==== Exercise data ====
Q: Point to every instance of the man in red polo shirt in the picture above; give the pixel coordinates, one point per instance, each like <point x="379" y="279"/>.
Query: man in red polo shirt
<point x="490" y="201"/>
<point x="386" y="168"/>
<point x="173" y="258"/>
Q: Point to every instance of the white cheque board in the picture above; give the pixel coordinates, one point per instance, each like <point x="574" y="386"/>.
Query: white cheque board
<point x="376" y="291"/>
====
==== Exercise data ====
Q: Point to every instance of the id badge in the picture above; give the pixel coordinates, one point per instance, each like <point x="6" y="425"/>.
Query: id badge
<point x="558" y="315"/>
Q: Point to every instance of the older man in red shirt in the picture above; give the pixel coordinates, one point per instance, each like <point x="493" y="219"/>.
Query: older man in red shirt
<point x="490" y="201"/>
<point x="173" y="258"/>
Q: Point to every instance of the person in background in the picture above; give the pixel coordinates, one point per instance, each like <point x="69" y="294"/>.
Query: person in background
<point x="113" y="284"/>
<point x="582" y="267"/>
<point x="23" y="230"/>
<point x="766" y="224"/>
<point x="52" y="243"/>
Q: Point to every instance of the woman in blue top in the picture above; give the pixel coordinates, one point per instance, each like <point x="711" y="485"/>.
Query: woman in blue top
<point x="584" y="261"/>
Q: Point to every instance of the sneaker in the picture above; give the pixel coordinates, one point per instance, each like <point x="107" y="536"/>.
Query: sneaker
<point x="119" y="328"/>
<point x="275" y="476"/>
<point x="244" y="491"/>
====
- Your objective -
Using the data above, reproduce exactly the lines from the line that contains "Query: man in red polo shirt" through the line that contains "Q: Point to every instance of the white", including both.

- Response for this exercise -
Query: man in red polo shirt
<point x="490" y="201"/>
<point x="386" y="168"/>
<point x="173" y="258"/>
Q: Point to every instance of the white cheque board in the picture above; give the pixel coordinates, one point per instance, each like <point x="574" y="386"/>.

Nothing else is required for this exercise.